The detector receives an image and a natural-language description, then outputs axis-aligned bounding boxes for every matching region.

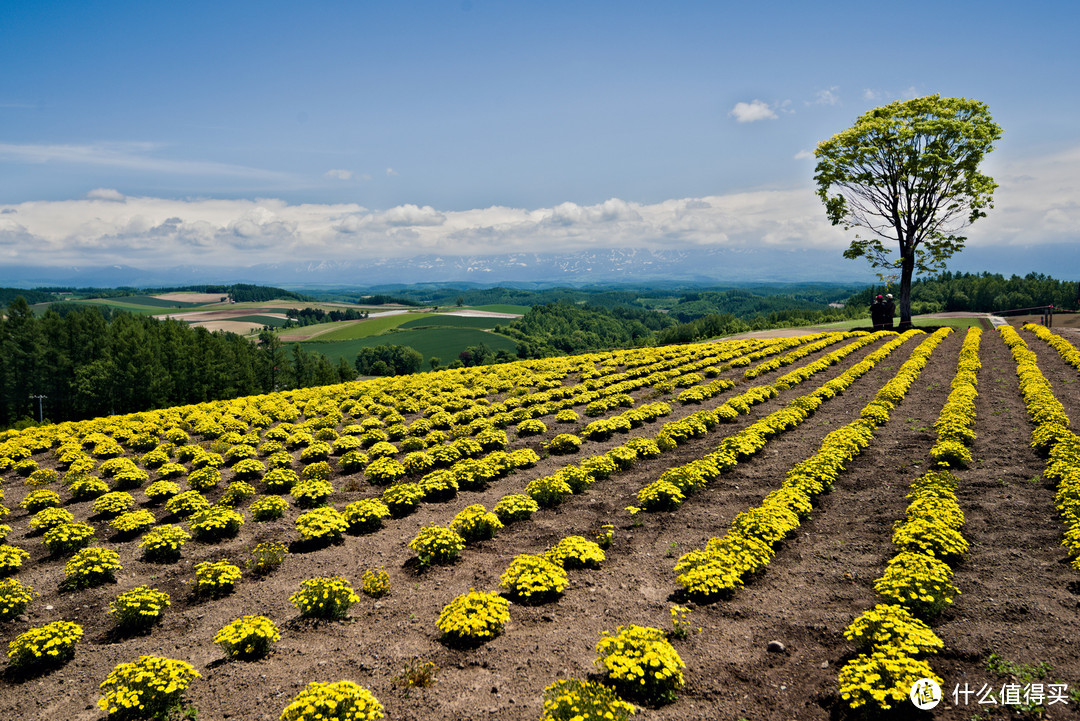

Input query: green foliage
[214,615,281,661]
[296,506,349,543]
[288,576,360,621]
[64,548,123,588]
[437,589,510,647]
[596,625,686,704]
[281,681,383,721]
[195,560,240,598]
[109,585,170,631]
[540,679,634,721]
[499,554,567,603]
[139,525,191,563]
[814,95,1001,323]
[244,541,288,575]
[408,526,465,566]
[8,621,83,670]
[0,579,37,621]
[450,503,502,543]
[97,656,201,721]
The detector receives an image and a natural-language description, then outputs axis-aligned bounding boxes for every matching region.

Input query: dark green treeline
[0,297,355,427]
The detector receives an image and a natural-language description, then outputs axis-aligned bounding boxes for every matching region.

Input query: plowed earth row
[0,330,1080,721]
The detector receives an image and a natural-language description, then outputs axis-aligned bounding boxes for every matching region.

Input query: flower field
[0,326,1080,721]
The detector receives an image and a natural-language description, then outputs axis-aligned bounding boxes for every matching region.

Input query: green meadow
[293,327,517,366]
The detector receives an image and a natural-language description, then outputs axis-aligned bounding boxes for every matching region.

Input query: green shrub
[543,535,604,569]
[109,508,158,536]
[408,526,465,566]
[437,590,510,645]
[8,621,83,671]
[450,503,502,543]
[249,495,288,521]
[188,506,244,543]
[288,576,360,621]
[44,522,94,556]
[491,493,540,523]
[281,681,383,721]
[296,506,349,543]
[29,507,75,533]
[343,499,390,533]
[109,585,170,631]
[499,554,567,604]
[97,656,200,721]
[195,560,240,598]
[382,484,423,518]
[214,615,281,661]
[596,625,686,703]
[540,679,634,721]
[64,547,123,588]
[18,488,60,513]
[138,525,191,563]
[0,578,37,621]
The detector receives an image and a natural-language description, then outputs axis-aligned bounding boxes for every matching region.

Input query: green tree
[814,95,1001,328]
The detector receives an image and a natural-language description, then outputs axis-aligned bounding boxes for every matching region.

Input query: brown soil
[0,331,1080,721]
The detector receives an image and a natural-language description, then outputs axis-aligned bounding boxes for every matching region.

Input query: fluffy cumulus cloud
[728,99,777,123]
[0,148,1080,267]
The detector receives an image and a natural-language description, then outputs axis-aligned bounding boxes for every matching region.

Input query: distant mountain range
[0,245,1080,288]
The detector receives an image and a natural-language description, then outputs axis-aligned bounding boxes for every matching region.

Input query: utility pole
[30,394,49,424]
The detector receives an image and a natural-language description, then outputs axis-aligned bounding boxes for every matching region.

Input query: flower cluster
[540,679,635,721]
[248,495,288,521]
[491,493,540,523]
[596,625,686,703]
[188,506,244,543]
[97,656,201,721]
[138,525,191,563]
[543,535,604,569]
[408,526,465,566]
[296,506,349,543]
[64,547,123,588]
[840,645,943,711]
[437,590,510,645]
[8,621,83,670]
[499,554,567,603]
[0,579,37,621]
[281,681,383,721]
[450,503,502,543]
[288,576,360,621]
[195,560,241,598]
[214,615,281,661]
[109,585,170,630]
[361,569,390,598]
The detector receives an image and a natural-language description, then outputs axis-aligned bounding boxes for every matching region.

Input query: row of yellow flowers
[839,328,982,712]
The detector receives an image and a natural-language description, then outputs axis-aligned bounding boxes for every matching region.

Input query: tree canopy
[814,95,1001,327]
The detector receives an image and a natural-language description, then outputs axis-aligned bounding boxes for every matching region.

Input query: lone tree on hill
[814,95,1001,328]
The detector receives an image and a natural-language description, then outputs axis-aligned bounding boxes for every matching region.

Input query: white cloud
[86,188,124,201]
[728,99,777,123]
[0,147,1080,267]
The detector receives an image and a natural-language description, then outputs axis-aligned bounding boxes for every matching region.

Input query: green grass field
[293,328,517,368]
[281,313,428,342]
[400,314,513,329]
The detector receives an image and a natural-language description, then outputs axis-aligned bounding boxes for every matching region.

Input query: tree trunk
[899,251,915,330]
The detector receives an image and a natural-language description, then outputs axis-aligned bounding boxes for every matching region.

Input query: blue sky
[0,0,1080,274]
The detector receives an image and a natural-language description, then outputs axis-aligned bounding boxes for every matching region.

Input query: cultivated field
[0,328,1080,721]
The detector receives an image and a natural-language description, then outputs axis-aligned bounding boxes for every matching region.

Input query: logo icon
[908,679,942,711]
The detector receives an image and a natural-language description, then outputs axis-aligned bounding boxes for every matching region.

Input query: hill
[0,328,1080,721]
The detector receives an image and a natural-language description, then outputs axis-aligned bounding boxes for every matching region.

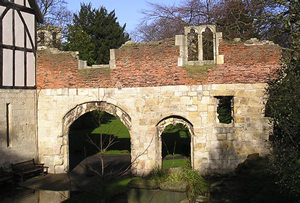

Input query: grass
[105,177,137,197]
[145,165,209,199]
[92,117,130,138]
[163,159,189,169]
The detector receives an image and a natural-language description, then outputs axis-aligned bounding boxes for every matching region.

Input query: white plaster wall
[38,84,270,175]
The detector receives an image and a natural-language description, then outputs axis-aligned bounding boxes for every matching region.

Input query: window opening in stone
[6,103,12,147]
[187,29,199,61]
[202,28,214,60]
[39,32,45,45]
[216,96,233,124]
[69,111,131,172]
[161,123,191,168]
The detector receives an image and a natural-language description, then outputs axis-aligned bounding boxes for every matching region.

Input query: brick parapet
[37,39,281,89]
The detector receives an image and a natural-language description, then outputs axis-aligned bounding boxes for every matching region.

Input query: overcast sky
[66,0,181,33]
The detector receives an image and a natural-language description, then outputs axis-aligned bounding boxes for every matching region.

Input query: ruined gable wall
[0,89,38,168]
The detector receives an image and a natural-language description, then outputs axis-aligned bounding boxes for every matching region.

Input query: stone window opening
[6,103,12,147]
[187,29,199,61]
[202,27,214,60]
[175,25,224,67]
[215,96,233,124]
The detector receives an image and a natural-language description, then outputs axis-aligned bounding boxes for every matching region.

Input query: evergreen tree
[267,0,300,198]
[64,4,129,65]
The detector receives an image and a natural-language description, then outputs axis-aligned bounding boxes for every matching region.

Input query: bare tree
[37,0,73,34]
[133,0,285,42]
[132,0,218,41]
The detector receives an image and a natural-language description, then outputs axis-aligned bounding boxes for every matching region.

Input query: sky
[66,0,181,33]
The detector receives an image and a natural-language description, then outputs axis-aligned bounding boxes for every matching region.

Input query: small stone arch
[156,115,194,167]
[62,101,131,135]
[60,101,131,172]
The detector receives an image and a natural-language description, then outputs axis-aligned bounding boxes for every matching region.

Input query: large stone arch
[61,101,131,172]
[156,115,194,168]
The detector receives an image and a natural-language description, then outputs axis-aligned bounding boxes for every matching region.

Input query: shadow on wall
[207,127,240,174]
[206,124,269,174]
[0,131,37,170]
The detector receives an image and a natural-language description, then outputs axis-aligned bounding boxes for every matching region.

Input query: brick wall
[37,39,281,89]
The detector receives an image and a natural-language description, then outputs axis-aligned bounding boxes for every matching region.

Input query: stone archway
[61,101,131,172]
[156,115,194,168]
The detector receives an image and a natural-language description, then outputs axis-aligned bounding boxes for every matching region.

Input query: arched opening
[69,110,131,172]
[187,29,199,61]
[157,116,194,168]
[202,27,214,60]
[61,102,131,175]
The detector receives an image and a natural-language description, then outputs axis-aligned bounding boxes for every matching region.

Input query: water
[0,188,70,203]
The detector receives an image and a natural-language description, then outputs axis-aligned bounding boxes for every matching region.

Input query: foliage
[266,0,300,197]
[146,163,209,199]
[64,3,129,65]
[163,158,189,169]
[161,124,191,157]
[134,0,287,45]
[92,117,130,138]
[37,0,72,33]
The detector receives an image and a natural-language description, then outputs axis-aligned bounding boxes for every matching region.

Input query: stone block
[198,104,208,112]
[217,134,227,140]
[187,105,198,112]
[194,143,206,152]
[200,96,210,104]
[188,91,197,97]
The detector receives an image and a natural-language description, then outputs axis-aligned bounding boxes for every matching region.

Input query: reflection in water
[0,189,70,203]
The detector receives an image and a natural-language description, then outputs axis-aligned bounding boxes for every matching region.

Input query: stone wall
[38,83,270,175]
[0,89,38,167]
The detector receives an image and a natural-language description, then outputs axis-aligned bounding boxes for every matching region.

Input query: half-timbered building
[0,0,43,166]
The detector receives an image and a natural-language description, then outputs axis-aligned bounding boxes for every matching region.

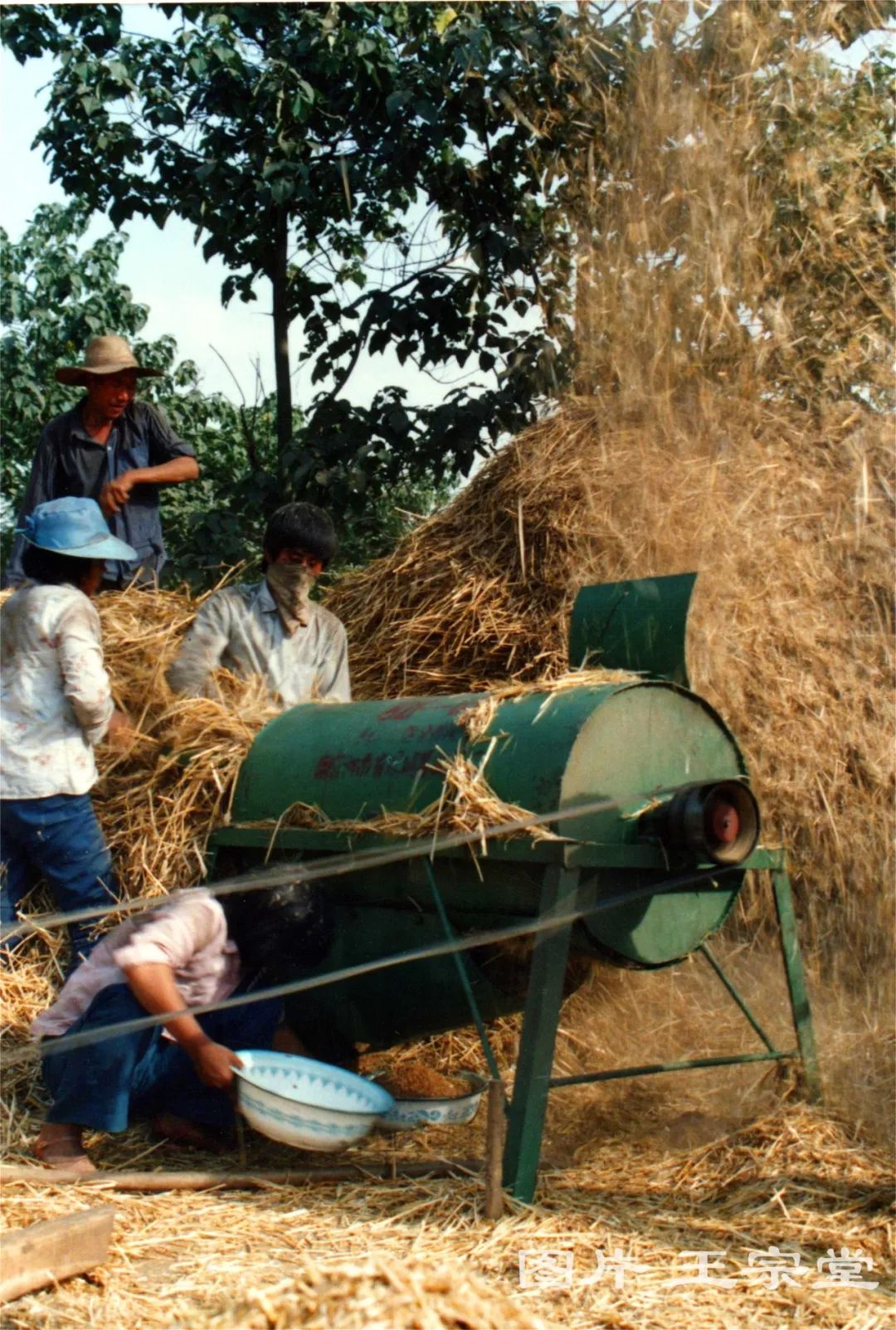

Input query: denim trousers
[0,794,119,968]
[41,984,282,1132]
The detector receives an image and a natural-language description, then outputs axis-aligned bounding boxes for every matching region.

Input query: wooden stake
[485,1080,504,1220]
[0,1202,115,1302]
[0,1158,483,1191]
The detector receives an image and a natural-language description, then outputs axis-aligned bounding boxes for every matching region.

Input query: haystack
[329,395,894,957]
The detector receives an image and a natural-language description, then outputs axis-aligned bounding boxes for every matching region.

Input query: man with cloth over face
[168,503,351,706]
[4,337,199,589]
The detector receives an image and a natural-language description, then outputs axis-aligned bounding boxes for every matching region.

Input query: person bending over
[0,499,134,966]
[166,503,351,706]
[32,883,333,1173]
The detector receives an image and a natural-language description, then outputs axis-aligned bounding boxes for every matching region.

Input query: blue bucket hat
[18,499,139,563]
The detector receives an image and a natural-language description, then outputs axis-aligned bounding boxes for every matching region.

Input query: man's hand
[106,712,137,753]
[100,470,139,518]
[187,1040,242,1089]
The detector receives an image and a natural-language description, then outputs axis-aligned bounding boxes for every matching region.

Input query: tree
[0,202,455,589]
[2,2,621,499]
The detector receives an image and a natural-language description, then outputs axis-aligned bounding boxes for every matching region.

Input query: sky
[0,4,868,407]
[0,4,473,407]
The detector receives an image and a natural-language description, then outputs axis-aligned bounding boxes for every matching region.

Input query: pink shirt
[31,887,241,1037]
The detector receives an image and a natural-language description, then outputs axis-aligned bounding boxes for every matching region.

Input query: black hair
[262,503,336,568]
[221,882,334,973]
[22,544,93,587]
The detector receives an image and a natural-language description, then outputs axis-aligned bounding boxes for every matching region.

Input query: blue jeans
[0,794,119,968]
[41,984,282,1132]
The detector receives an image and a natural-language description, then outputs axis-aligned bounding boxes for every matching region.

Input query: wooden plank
[0,1158,483,1191]
[485,1080,505,1220]
[0,1202,115,1302]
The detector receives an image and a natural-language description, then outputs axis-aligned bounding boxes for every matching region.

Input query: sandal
[35,1124,97,1173]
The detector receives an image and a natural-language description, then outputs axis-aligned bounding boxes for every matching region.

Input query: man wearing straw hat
[0,499,134,964]
[5,337,199,587]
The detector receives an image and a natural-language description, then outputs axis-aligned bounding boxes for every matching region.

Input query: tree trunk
[271,205,293,483]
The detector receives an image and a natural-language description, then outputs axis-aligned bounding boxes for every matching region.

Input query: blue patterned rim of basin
[379,1072,488,1131]
[234,1050,393,1151]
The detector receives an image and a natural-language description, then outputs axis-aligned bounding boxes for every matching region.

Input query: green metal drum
[222,681,746,966]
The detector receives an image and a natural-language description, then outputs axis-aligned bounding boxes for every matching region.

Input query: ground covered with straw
[2,2,896,1330]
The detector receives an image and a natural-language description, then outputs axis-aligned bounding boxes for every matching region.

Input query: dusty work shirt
[0,582,113,799]
[31,887,242,1037]
[5,397,196,584]
[168,582,351,706]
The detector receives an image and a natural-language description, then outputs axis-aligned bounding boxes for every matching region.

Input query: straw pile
[93,592,276,896]
[4,1107,892,1330]
[329,2,896,978]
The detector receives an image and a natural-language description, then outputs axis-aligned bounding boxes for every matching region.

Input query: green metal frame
[494,849,821,1204]
[504,865,578,1201]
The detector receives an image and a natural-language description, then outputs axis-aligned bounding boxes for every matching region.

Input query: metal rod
[504,865,580,1205]
[0,1158,483,1191]
[771,869,821,1103]
[485,1079,505,1220]
[539,1048,799,1089]
[423,860,501,1085]
[22,866,737,1067]
[697,942,777,1054]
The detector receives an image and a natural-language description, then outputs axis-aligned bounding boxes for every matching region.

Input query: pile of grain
[376,1063,470,1099]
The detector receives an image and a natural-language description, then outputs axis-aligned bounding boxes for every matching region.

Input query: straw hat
[56,337,162,386]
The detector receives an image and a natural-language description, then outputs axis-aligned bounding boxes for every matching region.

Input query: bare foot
[152,1113,236,1154]
[35,1123,95,1173]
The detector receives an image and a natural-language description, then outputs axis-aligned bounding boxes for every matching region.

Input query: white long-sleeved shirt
[168,582,351,706]
[0,582,114,799]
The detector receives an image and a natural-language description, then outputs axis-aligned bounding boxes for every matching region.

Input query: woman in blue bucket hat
[0,499,134,968]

☆ ☆ ☆ ☆

_What the exercise asks_
Reproduce the items word for word, from the start through the line that contains "[0,330,1080,721]", including that line. Leave the pictures out.

_The answer_
The detector receives an image and a natural-language description, then outputs axis-aligned bounding boxes for every matching region.


Input query: green foliage
[214,615,281,661]
[296,506,349,543]
[288,576,360,621]
[64,548,123,588]
[437,589,510,647]
[596,625,686,704]
[281,681,383,721]
[195,560,240,598]
[109,585,170,631]
[540,679,634,721]
[499,554,567,603]
[139,525,191,563]
[814,95,1001,323]
[244,541,288,575]
[408,526,465,566]
[8,621,83,670]
[0,579,37,621]
[450,503,502,543]
[97,656,201,721]
The detector receives an image and a natural-language description, then outputs axis-aligned bounding boxes for every matching region.

Input query: dark green treeline
[0,297,355,427]
The detector receives an image and a natural-language description, then outputs axis-aligned bounding boxes for every matching region.

Input query: plowed earth row
[0,330,1080,721]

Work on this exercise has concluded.